▶ _EXERCISE DETAILS_:
Copy the material below word for word, beginning with the line containing "Query: orange fallen leaf" and continuing through the line containing "673L939 669L937 669L936", both lines included.

_____

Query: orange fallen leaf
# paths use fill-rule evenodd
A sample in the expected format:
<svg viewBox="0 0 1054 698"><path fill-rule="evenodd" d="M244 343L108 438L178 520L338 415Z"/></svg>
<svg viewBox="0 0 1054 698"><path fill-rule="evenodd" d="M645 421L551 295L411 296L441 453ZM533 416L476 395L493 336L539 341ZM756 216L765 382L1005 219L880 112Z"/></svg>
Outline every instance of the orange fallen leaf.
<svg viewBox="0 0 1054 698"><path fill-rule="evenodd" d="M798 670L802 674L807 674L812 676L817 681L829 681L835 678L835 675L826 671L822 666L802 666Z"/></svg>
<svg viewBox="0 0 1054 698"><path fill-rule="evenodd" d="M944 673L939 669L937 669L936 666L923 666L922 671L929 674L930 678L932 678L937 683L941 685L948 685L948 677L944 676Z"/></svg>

_____

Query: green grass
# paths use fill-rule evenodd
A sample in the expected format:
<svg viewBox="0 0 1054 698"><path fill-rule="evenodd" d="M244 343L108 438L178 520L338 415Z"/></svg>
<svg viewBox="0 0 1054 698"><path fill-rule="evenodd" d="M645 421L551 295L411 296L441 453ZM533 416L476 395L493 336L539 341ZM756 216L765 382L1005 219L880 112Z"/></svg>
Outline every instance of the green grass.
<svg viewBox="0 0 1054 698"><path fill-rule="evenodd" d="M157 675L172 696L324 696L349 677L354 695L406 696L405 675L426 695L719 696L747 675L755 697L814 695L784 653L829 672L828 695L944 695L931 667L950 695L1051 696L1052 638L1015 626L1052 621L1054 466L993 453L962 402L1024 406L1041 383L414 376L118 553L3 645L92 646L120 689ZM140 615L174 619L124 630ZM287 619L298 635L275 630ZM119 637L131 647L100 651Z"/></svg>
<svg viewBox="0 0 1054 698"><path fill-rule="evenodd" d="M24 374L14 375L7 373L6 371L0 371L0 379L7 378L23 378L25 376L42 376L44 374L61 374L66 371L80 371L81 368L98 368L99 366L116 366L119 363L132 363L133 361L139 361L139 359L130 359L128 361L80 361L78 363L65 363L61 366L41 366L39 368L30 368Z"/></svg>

_____

▶ _SOLUTION TO THIS PROBLEM_:
Query: orange fallen leaf
# paths use fill-rule evenodd
A sample in the expected format:
<svg viewBox="0 0 1054 698"><path fill-rule="evenodd" d="M244 343L108 438L178 520L338 415Z"/></svg>
<svg viewBox="0 0 1054 698"><path fill-rule="evenodd" d="M645 421L551 295L411 296L441 453ZM533 416L476 395L493 336L539 341ZM756 216L765 382L1005 219L880 112Z"/></svg>
Outline every instance of the orange fallen leaf.
<svg viewBox="0 0 1054 698"><path fill-rule="evenodd" d="M798 670L802 674L807 674L812 676L817 681L829 681L835 678L835 675L826 671L822 666L802 666Z"/></svg>
<svg viewBox="0 0 1054 698"><path fill-rule="evenodd" d="M944 673L939 669L937 669L936 666L923 666L922 671L929 674L930 678L932 678L937 683L941 685L948 685L948 677L944 676Z"/></svg>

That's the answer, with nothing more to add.